* [What needs to be done]
From the line holding "Target: light reflection on water" through the line holding "Target: distant tree line" below, write out every line exactly; include both of those lines and drop the pictures.
──────── Extracted material
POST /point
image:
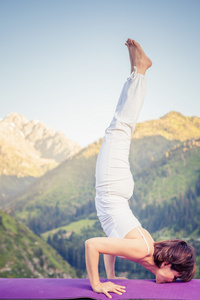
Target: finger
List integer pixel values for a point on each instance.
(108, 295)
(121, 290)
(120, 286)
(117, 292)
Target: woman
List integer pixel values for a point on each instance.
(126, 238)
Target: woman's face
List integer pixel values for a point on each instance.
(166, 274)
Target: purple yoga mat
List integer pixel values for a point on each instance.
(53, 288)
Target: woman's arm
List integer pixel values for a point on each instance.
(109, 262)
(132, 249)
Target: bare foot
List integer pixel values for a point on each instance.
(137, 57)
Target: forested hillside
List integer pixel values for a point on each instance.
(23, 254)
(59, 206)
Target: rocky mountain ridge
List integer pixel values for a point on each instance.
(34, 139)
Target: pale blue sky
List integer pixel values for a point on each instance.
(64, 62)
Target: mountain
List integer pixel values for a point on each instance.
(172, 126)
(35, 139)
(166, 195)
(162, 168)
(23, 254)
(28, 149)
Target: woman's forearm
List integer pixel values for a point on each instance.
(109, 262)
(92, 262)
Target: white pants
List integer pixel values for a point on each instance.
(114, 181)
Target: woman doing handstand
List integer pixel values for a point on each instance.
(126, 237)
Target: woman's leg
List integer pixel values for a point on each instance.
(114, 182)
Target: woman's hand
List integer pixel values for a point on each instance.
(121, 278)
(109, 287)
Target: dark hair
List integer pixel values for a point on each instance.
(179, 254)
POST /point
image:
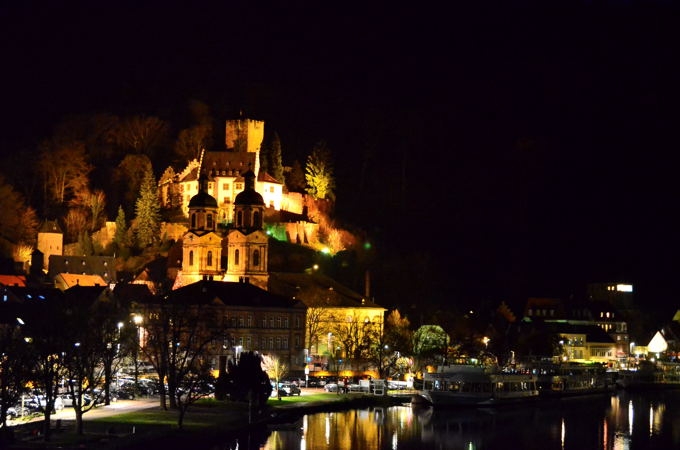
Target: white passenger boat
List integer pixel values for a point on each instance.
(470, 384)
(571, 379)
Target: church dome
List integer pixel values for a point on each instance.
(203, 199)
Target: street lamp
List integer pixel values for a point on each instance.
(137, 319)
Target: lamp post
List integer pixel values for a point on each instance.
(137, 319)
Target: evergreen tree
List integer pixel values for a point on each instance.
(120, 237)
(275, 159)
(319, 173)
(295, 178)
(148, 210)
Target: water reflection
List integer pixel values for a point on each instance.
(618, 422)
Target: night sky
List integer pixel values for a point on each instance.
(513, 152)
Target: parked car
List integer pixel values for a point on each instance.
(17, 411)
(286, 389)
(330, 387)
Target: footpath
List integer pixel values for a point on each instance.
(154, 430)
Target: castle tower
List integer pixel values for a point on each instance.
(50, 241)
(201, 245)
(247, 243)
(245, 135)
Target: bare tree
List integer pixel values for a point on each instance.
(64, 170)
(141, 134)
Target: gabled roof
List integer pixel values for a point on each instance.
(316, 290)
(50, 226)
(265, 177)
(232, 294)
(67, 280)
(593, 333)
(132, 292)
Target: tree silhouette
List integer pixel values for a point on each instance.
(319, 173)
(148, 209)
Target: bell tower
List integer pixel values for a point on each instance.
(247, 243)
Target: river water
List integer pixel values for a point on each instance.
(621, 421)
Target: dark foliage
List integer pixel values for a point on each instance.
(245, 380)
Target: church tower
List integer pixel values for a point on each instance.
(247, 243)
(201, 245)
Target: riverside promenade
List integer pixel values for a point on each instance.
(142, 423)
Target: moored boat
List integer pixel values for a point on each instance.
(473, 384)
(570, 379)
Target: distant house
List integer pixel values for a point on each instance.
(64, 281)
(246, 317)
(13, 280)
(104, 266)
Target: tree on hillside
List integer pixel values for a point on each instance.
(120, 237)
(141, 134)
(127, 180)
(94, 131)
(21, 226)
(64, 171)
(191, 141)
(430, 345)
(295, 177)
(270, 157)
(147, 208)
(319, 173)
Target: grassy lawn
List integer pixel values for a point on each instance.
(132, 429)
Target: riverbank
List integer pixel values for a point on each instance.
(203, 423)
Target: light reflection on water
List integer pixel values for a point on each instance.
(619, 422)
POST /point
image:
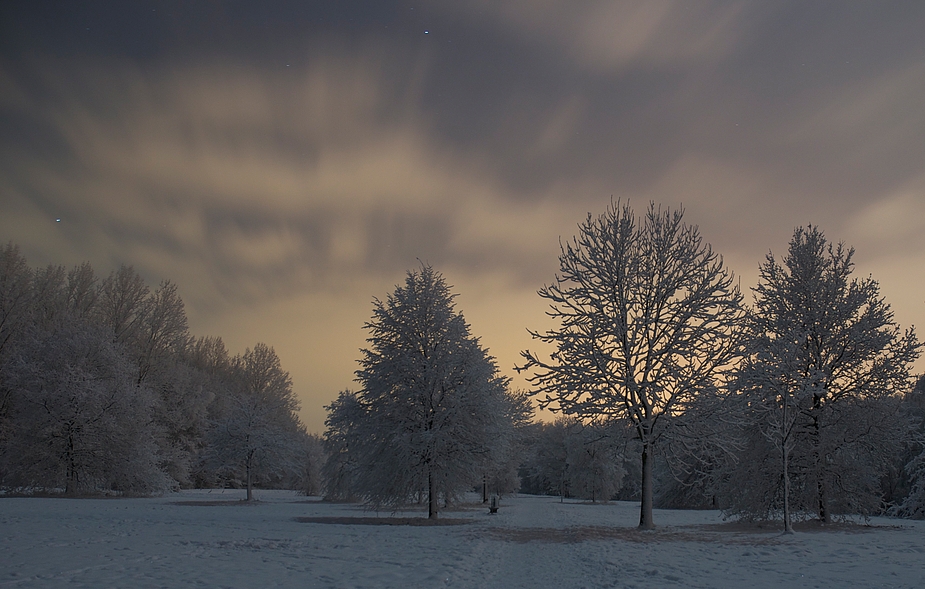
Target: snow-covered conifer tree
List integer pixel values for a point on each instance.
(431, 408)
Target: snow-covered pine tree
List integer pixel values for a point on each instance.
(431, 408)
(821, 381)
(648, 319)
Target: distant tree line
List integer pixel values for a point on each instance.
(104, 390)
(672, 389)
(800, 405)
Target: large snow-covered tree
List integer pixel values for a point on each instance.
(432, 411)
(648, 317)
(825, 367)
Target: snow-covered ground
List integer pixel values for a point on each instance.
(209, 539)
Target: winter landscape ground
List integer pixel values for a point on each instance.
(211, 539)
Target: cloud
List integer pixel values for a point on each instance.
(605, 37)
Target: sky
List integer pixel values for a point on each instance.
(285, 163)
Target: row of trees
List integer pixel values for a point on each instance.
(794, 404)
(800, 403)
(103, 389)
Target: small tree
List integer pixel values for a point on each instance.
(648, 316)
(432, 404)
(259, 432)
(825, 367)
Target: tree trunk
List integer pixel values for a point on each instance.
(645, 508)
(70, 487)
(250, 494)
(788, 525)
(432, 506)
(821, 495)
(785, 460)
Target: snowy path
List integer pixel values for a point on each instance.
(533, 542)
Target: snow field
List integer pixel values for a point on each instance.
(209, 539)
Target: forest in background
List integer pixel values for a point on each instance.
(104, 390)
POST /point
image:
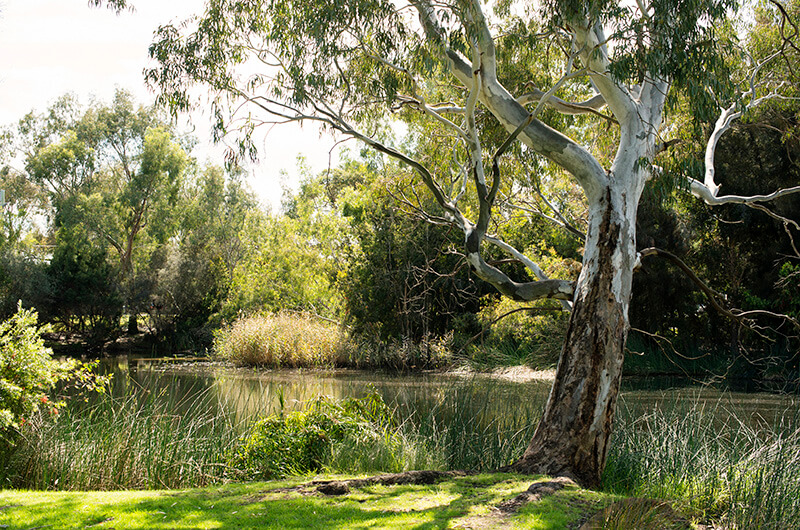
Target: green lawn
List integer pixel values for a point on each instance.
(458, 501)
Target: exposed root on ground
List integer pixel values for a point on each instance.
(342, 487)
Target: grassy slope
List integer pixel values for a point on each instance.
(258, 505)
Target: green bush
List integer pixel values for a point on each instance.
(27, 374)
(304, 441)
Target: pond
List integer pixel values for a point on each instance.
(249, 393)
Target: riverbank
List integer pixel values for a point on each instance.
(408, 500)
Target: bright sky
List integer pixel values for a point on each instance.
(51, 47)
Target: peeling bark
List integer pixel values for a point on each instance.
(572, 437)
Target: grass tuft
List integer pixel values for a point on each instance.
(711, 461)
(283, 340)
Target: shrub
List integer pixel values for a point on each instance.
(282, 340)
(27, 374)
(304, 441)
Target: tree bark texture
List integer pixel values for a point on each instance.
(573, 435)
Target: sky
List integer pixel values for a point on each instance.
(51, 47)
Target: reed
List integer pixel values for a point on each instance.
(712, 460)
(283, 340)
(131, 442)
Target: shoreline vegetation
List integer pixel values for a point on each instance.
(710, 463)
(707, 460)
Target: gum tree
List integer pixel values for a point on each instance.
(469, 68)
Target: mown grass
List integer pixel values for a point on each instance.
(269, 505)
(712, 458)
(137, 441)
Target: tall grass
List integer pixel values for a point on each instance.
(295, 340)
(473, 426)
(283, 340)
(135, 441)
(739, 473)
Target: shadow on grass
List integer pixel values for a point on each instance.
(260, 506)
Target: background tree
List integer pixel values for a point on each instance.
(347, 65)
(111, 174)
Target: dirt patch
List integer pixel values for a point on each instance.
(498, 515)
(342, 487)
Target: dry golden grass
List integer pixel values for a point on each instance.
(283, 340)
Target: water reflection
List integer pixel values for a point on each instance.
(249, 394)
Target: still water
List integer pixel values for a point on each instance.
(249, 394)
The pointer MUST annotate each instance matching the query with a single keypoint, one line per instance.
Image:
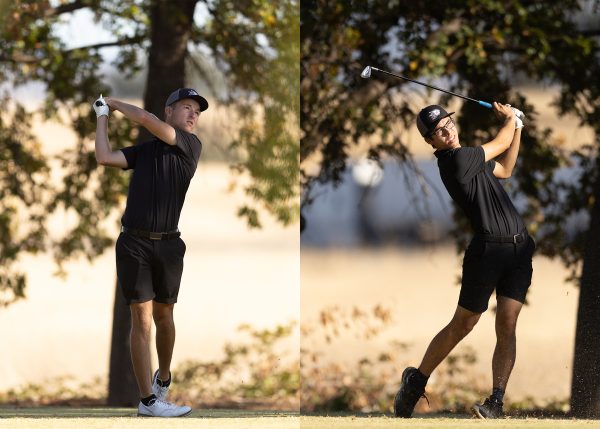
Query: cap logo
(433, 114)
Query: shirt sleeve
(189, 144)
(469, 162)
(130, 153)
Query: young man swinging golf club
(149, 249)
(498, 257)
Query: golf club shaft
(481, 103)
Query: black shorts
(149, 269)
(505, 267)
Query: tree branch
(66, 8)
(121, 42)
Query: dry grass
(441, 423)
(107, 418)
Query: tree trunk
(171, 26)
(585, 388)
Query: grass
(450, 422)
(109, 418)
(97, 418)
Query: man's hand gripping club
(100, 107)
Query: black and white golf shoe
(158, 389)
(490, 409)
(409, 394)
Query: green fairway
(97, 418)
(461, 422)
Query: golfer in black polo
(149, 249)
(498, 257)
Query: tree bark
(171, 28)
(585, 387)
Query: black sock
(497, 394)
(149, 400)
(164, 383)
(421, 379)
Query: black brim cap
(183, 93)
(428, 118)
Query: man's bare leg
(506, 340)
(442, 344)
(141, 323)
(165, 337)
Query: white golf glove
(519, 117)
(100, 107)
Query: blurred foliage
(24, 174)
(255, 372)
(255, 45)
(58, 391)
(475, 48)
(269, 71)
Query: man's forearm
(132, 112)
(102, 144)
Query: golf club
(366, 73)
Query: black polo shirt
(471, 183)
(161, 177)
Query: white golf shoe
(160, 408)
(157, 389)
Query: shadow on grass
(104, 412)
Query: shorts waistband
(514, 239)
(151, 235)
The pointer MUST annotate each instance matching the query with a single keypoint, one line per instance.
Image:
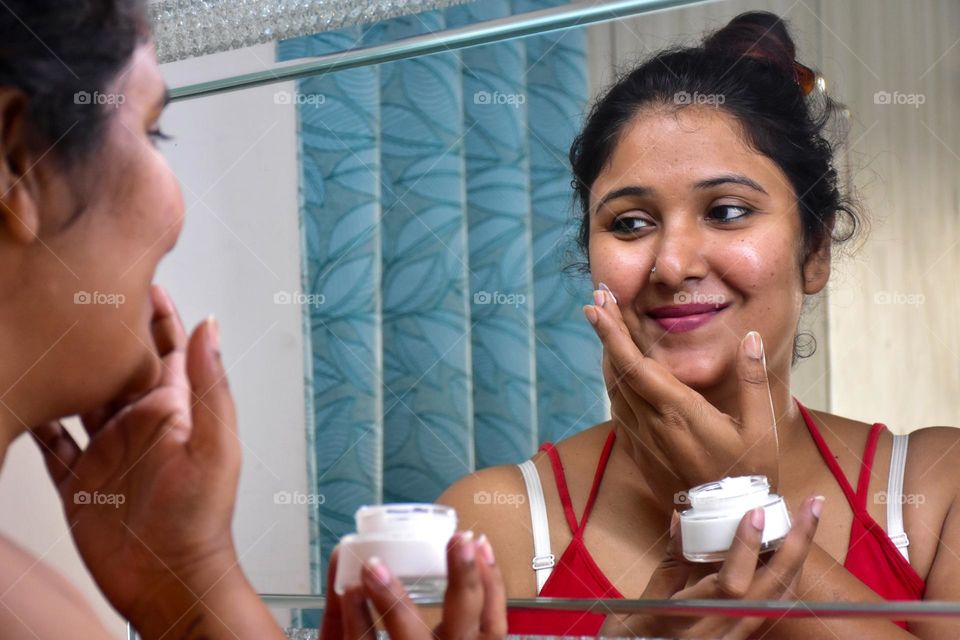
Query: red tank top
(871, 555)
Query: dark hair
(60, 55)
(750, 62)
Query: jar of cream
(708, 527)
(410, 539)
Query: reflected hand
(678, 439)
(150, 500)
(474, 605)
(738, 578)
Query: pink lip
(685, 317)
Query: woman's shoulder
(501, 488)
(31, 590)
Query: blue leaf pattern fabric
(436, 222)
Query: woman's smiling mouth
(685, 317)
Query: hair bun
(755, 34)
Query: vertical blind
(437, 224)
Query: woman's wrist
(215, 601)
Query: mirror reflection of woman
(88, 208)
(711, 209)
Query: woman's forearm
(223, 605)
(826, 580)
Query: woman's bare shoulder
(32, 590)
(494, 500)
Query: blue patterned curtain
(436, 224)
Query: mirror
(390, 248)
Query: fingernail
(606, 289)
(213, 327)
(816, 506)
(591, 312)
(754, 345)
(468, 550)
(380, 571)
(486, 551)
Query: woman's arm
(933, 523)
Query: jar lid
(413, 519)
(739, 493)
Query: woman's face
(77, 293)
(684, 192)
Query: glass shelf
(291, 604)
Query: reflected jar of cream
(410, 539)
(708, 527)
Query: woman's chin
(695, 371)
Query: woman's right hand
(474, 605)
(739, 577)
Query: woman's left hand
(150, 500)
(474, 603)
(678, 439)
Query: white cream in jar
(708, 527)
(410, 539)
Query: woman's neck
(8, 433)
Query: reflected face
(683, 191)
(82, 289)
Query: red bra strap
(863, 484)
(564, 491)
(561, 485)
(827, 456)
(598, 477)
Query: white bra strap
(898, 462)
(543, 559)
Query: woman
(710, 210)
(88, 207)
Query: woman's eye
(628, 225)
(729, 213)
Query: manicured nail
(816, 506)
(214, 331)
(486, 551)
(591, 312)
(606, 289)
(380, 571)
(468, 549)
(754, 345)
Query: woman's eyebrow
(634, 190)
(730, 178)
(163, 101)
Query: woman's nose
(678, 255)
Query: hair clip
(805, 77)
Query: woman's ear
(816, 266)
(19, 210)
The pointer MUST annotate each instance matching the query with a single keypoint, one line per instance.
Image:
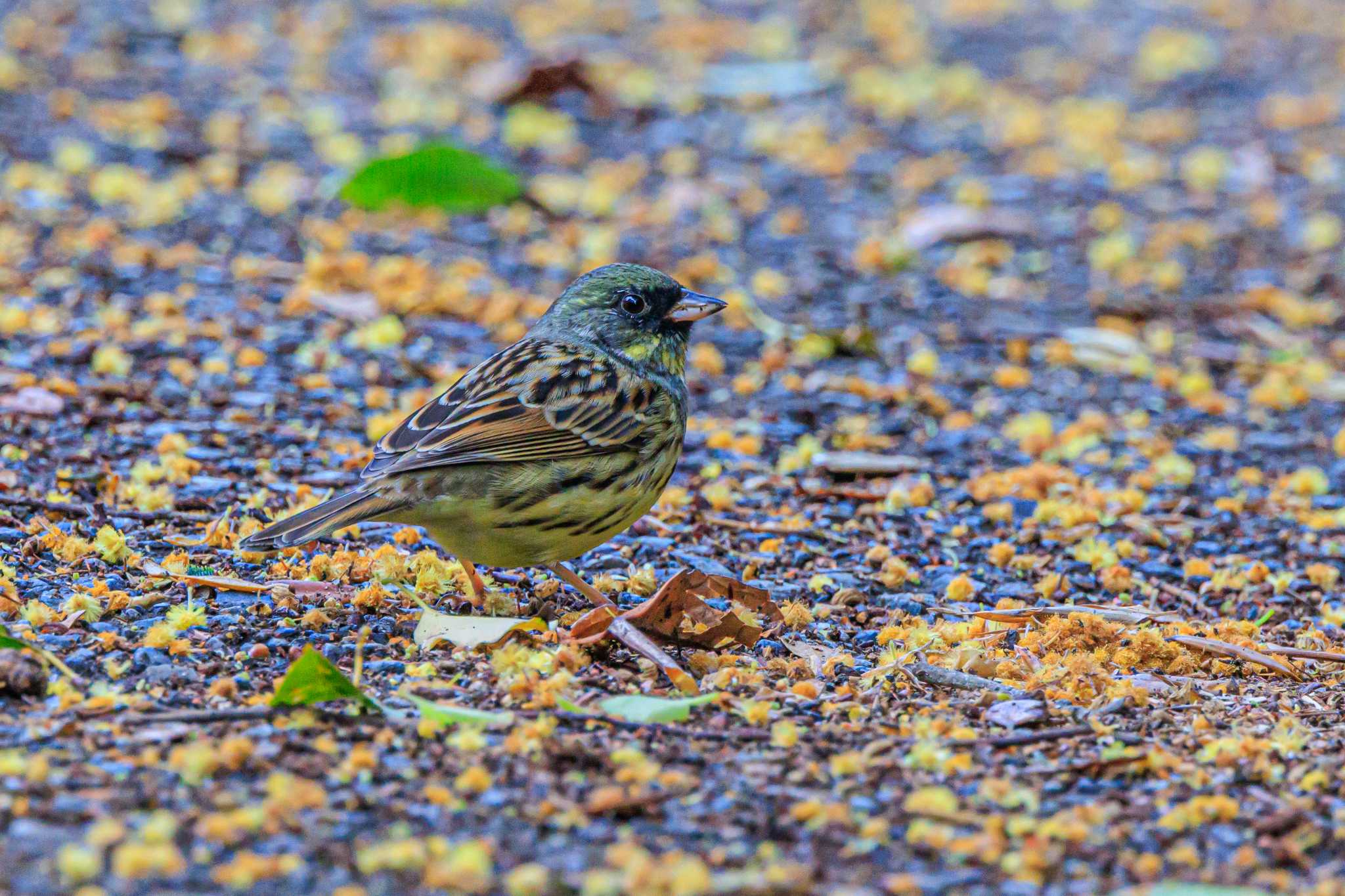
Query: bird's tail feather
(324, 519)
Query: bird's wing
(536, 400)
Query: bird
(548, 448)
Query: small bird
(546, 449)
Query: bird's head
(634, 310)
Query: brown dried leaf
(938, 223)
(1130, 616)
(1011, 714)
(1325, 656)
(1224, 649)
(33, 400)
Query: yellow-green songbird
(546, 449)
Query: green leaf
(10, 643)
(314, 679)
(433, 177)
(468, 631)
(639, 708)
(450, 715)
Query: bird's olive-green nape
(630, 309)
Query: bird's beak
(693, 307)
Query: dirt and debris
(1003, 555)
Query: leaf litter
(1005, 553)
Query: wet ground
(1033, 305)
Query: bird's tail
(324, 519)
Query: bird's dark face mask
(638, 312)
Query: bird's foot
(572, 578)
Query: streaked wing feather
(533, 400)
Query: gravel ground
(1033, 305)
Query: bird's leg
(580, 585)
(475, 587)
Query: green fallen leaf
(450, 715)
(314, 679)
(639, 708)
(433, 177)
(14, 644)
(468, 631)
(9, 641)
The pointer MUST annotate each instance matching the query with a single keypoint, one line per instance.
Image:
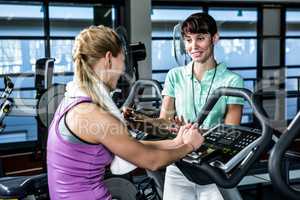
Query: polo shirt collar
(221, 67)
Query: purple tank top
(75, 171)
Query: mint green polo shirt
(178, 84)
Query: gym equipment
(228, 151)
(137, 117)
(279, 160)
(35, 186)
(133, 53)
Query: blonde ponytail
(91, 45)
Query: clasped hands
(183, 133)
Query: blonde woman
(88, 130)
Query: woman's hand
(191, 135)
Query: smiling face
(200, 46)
────────────────
* [Exercise response]
Target: light reflection on water
List integer pixel values for a point on each instance.
(619, 422)
POST /point
image:
Target: snow-covered conifer tree
List integer pixel values for a point on each instance.
(431, 408)
Target: snow-covered pine tree
List integer pixel values for a point on each instance.
(431, 408)
(821, 381)
(648, 319)
Target: distant tree line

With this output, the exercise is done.